▸ **Records for the exercise**:
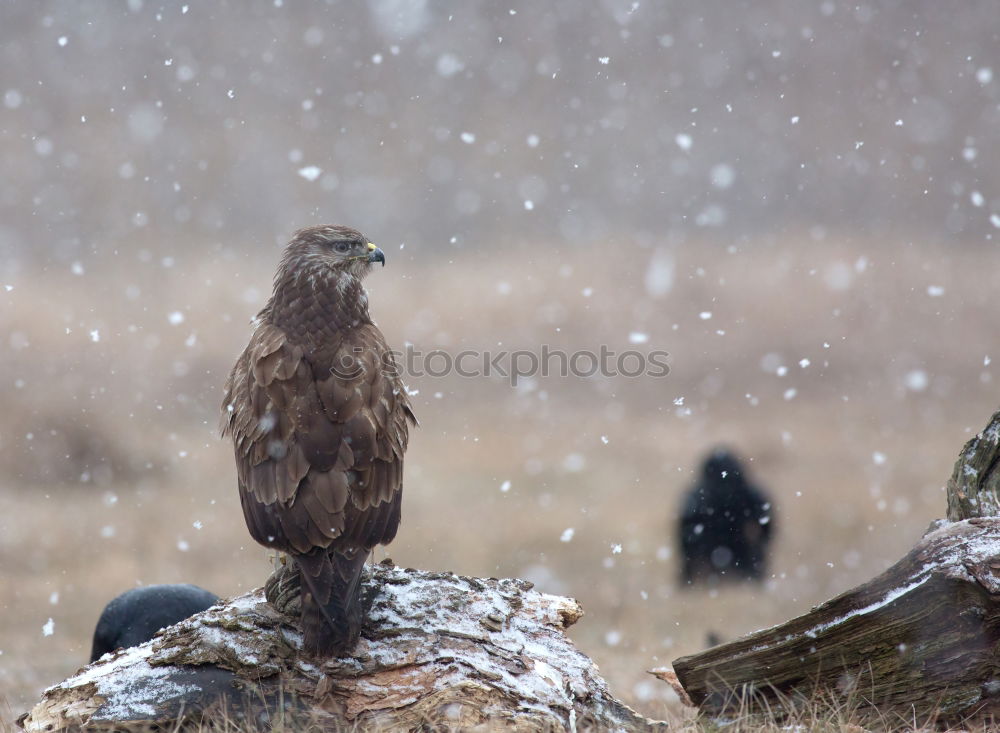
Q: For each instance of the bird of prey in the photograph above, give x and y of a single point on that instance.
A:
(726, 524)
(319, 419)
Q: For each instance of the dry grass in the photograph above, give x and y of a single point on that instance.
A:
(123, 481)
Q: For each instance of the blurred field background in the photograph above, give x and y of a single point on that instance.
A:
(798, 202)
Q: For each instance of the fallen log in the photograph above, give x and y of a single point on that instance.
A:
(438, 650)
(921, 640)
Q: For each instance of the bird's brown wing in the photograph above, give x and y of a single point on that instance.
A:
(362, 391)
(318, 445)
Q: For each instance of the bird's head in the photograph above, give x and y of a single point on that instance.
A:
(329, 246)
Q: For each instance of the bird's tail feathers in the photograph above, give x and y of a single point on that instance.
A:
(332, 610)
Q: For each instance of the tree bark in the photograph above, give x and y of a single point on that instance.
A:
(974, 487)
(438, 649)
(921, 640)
---
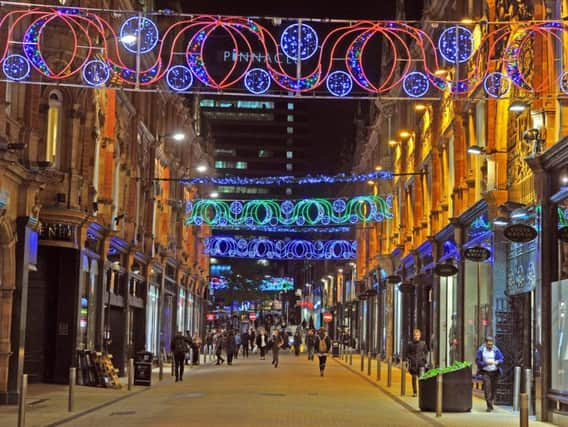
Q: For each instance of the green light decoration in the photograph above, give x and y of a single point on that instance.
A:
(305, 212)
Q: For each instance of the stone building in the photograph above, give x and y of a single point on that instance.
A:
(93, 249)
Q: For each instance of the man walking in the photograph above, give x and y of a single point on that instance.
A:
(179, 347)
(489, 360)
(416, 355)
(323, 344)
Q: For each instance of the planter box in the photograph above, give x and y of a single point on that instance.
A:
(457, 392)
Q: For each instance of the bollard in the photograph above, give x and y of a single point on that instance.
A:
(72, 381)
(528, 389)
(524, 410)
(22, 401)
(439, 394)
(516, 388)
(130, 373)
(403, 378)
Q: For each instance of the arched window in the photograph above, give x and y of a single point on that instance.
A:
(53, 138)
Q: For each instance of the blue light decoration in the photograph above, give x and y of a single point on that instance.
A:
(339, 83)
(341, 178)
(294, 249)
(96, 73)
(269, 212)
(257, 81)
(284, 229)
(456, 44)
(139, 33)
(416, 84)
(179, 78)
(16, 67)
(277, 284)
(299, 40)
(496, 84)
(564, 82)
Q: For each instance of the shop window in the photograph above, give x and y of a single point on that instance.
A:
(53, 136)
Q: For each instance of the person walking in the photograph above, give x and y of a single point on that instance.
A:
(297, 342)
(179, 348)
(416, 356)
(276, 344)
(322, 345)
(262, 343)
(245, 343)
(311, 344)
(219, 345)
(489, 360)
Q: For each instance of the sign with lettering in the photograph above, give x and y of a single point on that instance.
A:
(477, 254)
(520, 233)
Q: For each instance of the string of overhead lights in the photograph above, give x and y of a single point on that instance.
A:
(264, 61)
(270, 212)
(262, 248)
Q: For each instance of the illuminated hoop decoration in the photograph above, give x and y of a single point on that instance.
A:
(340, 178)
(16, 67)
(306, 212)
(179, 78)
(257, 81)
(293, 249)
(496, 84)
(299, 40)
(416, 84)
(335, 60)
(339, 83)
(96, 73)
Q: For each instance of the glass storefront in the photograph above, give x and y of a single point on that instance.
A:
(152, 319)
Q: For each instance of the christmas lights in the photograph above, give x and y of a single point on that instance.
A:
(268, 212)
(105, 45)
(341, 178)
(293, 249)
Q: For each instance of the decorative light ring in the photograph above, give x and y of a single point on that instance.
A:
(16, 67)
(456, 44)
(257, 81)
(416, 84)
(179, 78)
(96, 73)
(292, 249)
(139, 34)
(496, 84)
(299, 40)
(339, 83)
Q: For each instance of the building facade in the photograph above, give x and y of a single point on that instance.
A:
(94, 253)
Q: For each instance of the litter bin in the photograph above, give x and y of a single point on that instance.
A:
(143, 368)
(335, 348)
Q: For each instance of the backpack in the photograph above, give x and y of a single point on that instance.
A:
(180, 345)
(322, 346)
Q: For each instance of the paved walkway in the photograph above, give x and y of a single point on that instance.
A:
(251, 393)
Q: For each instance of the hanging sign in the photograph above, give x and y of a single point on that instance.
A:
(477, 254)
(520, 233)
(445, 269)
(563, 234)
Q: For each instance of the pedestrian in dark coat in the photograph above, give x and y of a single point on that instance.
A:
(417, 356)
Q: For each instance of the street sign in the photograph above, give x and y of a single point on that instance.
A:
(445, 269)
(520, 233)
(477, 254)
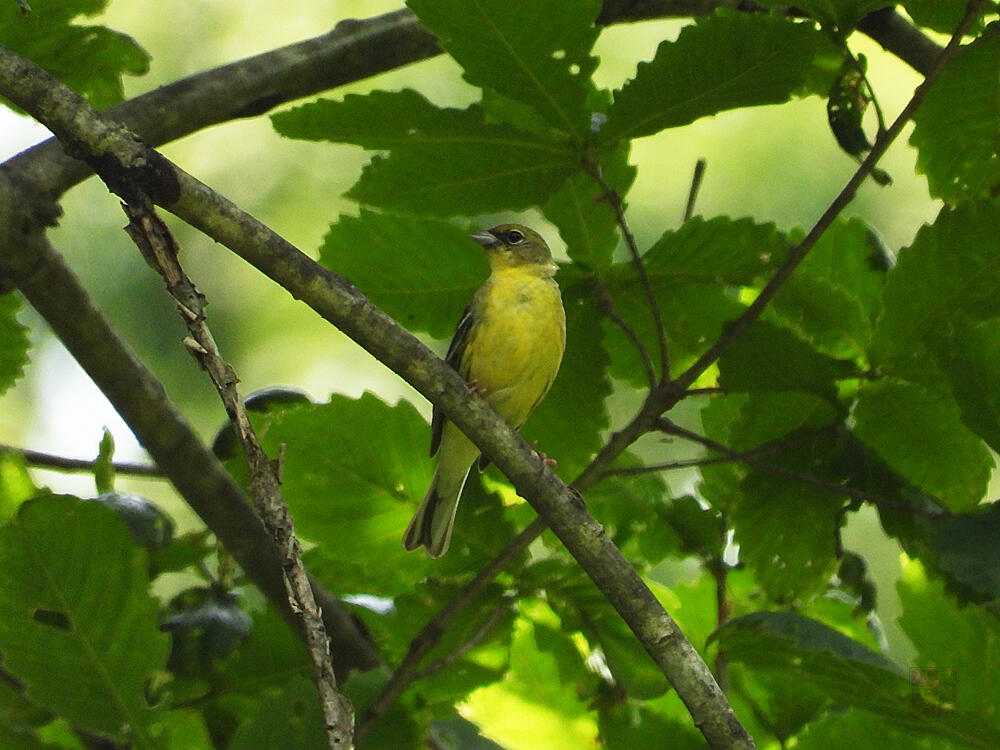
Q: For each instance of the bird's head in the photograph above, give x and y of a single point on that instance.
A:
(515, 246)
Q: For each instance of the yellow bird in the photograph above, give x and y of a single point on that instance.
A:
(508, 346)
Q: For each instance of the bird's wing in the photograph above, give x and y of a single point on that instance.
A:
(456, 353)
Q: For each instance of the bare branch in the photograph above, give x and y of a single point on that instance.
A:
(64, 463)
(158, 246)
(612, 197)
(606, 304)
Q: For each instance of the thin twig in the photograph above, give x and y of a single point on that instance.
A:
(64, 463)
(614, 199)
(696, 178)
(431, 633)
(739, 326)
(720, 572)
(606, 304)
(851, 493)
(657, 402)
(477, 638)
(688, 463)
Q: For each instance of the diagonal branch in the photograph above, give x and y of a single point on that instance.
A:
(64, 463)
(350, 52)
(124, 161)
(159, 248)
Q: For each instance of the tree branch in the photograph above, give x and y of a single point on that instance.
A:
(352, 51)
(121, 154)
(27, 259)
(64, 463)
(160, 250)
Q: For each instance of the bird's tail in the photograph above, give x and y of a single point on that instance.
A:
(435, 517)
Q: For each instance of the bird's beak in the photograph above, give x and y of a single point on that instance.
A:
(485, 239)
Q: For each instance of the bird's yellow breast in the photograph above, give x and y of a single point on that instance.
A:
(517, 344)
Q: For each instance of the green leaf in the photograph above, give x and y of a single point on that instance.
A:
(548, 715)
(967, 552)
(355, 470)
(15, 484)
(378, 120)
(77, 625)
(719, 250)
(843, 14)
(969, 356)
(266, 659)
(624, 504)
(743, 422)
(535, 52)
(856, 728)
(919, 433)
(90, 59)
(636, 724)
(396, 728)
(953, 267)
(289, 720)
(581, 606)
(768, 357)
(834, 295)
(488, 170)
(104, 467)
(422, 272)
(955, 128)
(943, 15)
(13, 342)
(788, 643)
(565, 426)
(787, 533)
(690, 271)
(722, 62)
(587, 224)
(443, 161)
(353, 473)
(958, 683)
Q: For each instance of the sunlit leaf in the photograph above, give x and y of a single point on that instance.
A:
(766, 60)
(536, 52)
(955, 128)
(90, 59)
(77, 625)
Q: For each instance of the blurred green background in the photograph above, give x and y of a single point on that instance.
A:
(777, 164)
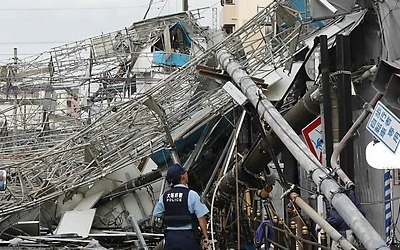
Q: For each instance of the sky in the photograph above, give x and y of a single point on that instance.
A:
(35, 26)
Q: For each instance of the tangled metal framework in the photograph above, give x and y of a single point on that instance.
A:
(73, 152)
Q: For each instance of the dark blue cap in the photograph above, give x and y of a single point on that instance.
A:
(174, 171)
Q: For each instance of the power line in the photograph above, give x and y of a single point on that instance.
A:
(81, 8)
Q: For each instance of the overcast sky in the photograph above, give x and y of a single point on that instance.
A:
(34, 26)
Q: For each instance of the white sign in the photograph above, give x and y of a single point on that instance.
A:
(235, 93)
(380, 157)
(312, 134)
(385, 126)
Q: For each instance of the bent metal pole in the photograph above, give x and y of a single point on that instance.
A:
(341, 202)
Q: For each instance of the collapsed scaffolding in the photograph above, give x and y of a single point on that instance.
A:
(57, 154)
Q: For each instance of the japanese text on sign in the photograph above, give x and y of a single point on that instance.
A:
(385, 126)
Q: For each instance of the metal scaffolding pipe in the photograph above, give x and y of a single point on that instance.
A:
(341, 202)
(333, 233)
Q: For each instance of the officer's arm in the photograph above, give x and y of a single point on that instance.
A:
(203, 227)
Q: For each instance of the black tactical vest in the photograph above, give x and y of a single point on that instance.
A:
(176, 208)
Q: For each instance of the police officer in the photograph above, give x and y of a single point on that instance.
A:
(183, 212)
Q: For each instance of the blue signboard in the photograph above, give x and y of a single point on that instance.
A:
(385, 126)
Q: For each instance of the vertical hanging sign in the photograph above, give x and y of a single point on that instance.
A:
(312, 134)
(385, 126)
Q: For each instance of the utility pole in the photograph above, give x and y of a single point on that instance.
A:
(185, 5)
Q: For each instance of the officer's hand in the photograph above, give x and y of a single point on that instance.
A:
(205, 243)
* * *
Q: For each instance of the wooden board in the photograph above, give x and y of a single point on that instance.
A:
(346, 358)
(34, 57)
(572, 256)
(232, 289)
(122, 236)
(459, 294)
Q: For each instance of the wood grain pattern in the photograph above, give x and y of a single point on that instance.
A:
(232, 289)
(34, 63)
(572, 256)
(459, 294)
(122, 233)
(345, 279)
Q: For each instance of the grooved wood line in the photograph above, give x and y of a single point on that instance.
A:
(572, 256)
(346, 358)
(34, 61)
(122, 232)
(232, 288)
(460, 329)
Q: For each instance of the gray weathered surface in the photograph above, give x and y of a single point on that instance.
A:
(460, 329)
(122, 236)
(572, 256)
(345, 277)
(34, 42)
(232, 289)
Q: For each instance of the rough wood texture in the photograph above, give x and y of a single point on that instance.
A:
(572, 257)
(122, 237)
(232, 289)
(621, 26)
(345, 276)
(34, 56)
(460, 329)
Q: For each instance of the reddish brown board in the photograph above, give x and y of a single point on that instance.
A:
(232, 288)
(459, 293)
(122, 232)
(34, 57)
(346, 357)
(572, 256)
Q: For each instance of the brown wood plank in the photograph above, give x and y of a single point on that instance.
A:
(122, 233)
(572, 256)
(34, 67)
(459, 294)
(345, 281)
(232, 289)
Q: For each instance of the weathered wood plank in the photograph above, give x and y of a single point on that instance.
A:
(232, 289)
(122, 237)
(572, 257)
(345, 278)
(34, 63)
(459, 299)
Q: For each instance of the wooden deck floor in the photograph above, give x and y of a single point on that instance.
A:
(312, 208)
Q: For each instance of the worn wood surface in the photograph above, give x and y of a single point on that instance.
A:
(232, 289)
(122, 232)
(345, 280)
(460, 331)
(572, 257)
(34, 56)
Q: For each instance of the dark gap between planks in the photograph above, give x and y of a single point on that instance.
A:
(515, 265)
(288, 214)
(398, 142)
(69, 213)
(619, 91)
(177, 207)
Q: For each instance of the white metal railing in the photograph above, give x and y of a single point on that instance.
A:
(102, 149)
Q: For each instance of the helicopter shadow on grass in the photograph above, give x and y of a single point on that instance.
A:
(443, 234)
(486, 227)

▸ **What the exercise asks**: Using the data above, work out how many lines include the word "tail" and give only that number.

▸ **Your response**: 2